Given entries:
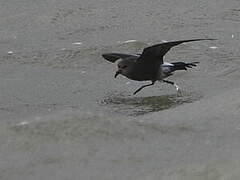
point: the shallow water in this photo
(64, 116)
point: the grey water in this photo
(64, 116)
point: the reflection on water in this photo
(142, 105)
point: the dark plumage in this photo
(149, 65)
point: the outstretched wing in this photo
(155, 53)
(113, 57)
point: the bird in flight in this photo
(149, 65)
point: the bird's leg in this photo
(139, 89)
(172, 83)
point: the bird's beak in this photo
(117, 73)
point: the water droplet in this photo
(77, 43)
(213, 47)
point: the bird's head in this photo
(124, 68)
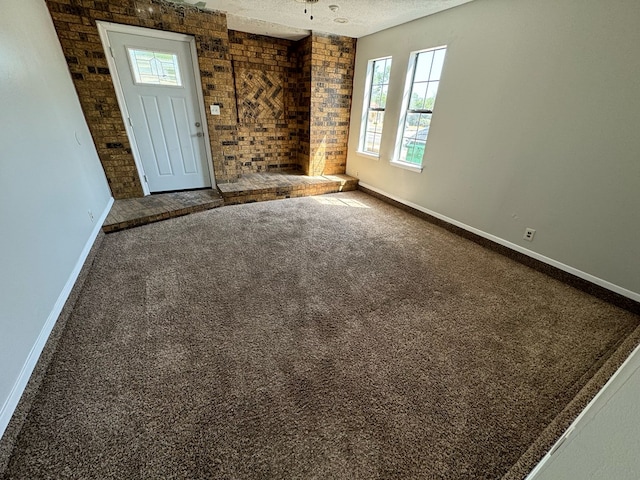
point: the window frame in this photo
(366, 105)
(406, 103)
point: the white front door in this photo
(158, 86)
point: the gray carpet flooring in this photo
(331, 337)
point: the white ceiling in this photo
(286, 18)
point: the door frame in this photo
(103, 29)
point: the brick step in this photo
(258, 187)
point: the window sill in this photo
(407, 166)
(372, 156)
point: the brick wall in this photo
(303, 99)
(284, 105)
(265, 71)
(75, 23)
(332, 67)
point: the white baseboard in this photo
(32, 359)
(549, 261)
(625, 373)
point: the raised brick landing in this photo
(254, 187)
(133, 212)
(257, 187)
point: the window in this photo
(154, 68)
(374, 105)
(423, 80)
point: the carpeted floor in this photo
(331, 337)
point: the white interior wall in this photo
(603, 443)
(535, 125)
(50, 179)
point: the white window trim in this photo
(395, 161)
(365, 108)
(407, 166)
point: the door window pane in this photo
(154, 68)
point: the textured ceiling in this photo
(286, 18)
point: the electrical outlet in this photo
(528, 234)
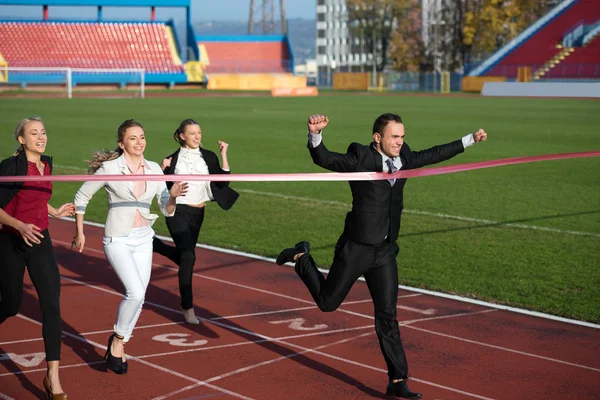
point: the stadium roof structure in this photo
(107, 3)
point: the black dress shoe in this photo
(171, 252)
(287, 255)
(400, 389)
(113, 363)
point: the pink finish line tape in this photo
(313, 177)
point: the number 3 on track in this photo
(178, 339)
(297, 324)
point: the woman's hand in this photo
(78, 242)
(223, 147)
(178, 189)
(165, 164)
(66, 210)
(30, 233)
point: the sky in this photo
(202, 10)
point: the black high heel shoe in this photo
(113, 363)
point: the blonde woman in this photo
(128, 230)
(25, 241)
(192, 159)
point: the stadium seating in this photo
(247, 56)
(542, 46)
(583, 62)
(89, 45)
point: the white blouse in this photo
(191, 162)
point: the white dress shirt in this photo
(191, 162)
(315, 140)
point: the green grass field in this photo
(525, 235)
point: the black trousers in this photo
(43, 270)
(378, 265)
(184, 228)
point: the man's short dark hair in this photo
(383, 120)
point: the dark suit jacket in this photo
(377, 205)
(15, 166)
(222, 193)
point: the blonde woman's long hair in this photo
(20, 131)
(99, 156)
(185, 123)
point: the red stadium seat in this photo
(88, 45)
(541, 47)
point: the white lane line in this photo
(503, 348)
(147, 363)
(227, 317)
(250, 367)
(274, 340)
(403, 287)
(241, 330)
(427, 213)
(407, 211)
(303, 301)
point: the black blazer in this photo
(222, 193)
(15, 166)
(377, 205)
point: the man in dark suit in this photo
(368, 244)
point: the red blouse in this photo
(30, 205)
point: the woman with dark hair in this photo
(128, 230)
(25, 241)
(192, 159)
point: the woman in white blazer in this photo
(128, 231)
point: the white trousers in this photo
(131, 258)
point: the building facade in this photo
(338, 50)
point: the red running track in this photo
(262, 338)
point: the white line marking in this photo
(245, 331)
(149, 364)
(427, 213)
(403, 287)
(250, 367)
(407, 211)
(300, 300)
(227, 317)
(503, 348)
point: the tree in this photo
(375, 21)
(473, 29)
(406, 47)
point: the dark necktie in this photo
(391, 169)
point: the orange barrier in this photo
(307, 91)
(254, 81)
(524, 74)
(475, 83)
(351, 81)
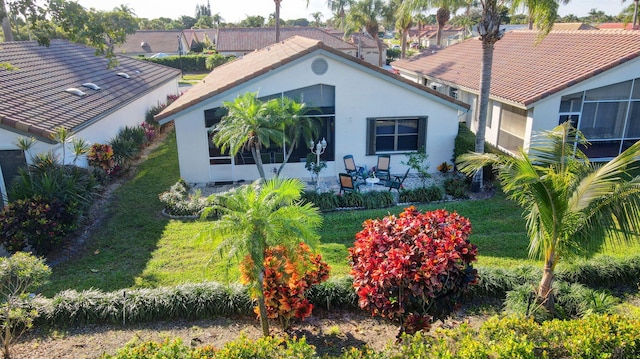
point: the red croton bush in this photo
(414, 267)
(288, 274)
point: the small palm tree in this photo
(260, 215)
(250, 124)
(365, 15)
(571, 205)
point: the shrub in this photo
(325, 201)
(20, 274)
(179, 201)
(421, 194)
(40, 223)
(288, 275)
(456, 187)
(418, 162)
(101, 156)
(414, 267)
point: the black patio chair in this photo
(397, 181)
(351, 168)
(347, 183)
(383, 168)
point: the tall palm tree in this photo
(298, 129)
(339, 7)
(443, 14)
(364, 14)
(258, 216)
(541, 13)
(570, 204)
(277, 18)
(249, 125)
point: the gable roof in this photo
(33, 100)
(252, 38)
(151, 42)
(255, 64)
(525, 72)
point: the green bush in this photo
(457, 187)
(191, 63)
(421, 194)
(325, 201)
(40, 223)
(178, 200)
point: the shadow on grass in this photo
(120, 247)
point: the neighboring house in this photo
(364, 111)
(589, 77)
(367, 49)
(241, 41)
(38, 96)
(147, 43)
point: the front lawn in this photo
(137, 247)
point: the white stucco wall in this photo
(359, 92)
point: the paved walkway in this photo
(330, 184)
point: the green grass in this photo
(192, 78)
(137, 247)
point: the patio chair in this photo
(383, 167)
(351, 168)
(347, 183)
(397, 181)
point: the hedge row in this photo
(205, 300)
(598, 336)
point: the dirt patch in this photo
(329, 332)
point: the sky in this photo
(236, 10)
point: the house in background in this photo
(590, 77)
(241, 41)
(364, 111)
(147, 43)
(66, 85)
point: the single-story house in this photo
(146, 43)
(241, 41)
(364, 111)
(590, 77)
(66, 85)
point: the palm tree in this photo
(443, 14)
(258, 216)
(339, 8)
(317, 18)
(570, 204)
(635, 12)
(541, 13)
(364, 14)
(277, 18)
(297, 128)
(249, 125)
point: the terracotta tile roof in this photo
(150, 42)
(524, 72)
(255, 64)
(567, 26)
(253, 38)
(617, 25)
(33, 98)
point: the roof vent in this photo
(75, 91)
(92, 86)
(319, 66)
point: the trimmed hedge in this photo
(598, 336)
(204, 300)
(191, 63)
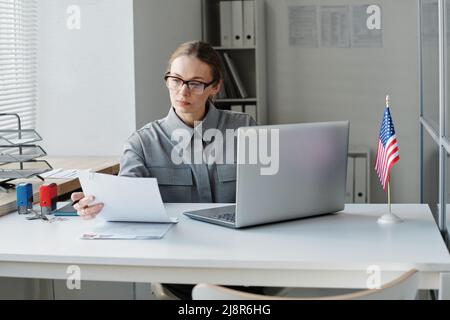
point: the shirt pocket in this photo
(226, 184)
(175, 184)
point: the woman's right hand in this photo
(86, 208)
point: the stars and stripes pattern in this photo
(387, 153)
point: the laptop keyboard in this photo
(228, 217)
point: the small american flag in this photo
(387, 153)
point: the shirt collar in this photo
(172, 122)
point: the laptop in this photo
(311, 177)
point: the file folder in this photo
(251, 110)
(234, 74)
(349, 189)
(249, 23)
(360, 180)
(236, 108)
(225, 24)
(237, 23)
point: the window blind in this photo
(18, 62)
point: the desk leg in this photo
(444, 286)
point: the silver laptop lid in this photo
(310, 178)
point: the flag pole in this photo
(389, 195)
(389, 218)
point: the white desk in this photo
(328, 251)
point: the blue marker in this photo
(24, 192)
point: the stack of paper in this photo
(60, 174)
(127, 231)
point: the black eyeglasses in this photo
(194, 86)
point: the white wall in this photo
(321, 84)
(160, 26)
(86, 89)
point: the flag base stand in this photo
(389, 218)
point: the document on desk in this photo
(126, 199)
(127, 231)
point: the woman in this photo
(193, 78)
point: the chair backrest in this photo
(402, 288)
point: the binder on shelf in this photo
(237, 23)
(360, 180)
(236, 108)
(251, 110)
(228, 86)
(349, 191)
(249, 23)
(225, 24)
(235, 76)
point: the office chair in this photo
(404, 287)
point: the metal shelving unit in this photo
(18, 154)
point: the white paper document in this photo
(60, 174)
(127, 231)
(126, 199)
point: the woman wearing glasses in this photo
(193, 78)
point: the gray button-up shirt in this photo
(148, 154)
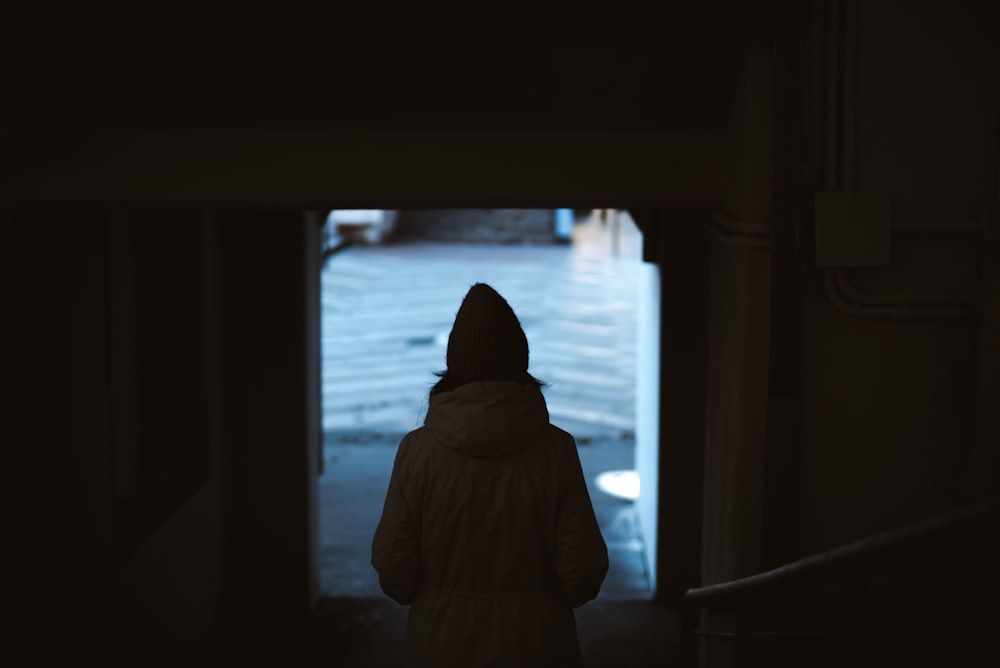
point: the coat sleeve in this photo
(396, 545)
(581, 556)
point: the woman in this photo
(488, 532)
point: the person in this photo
(488, 532)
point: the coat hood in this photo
(487, 418)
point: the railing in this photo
(772, 618)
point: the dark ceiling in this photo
(319, 66)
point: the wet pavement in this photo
(387, 311)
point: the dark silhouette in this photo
(488, 531)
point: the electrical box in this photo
(852, 230)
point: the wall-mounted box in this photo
(852, 230)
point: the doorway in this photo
(388, 301)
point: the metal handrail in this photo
(867, 551)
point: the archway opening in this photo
(390, 288)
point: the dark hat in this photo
(486, 341)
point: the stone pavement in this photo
(387, 311)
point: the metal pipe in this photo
(895, 312)
(902, 298)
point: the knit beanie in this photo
(486, 341)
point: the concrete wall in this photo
(478, 225)
(890, 402)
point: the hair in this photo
(449, 381)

Task details: Your task is to write out the lines from the one with "point: the railing in this photo" through the end of the records, exactly and with nothing added.

Written solution:
point: the railing in this photo
(772, 618)
point: the dark ceiling in this photo
(319, 66)
point: the wet pavement in this photo
(387, 311)
point: the dark silhouette in this photo
(488, 531)
point: the electrical box in this photo
(852, 230)
point: the wall-mounted box in this photo
(852, 230)
point: the doorway in this photo
(388, 301)
point: the metal handrail in this photo
(867, 551)
point: the archway opening in this photo
(390, 288)
point: the dark hat in this photo
(486, 341)
point: the stone pavement in this photo
(387, 311)
point: the metal pipe in this photo
(895, 312)
(902, 298)
point: the knit beanie in this photo
(486, 341)
point: the concrete wall in this photo
(478, 225)
(890, 402)
point: the hair in this photo
(449, 381)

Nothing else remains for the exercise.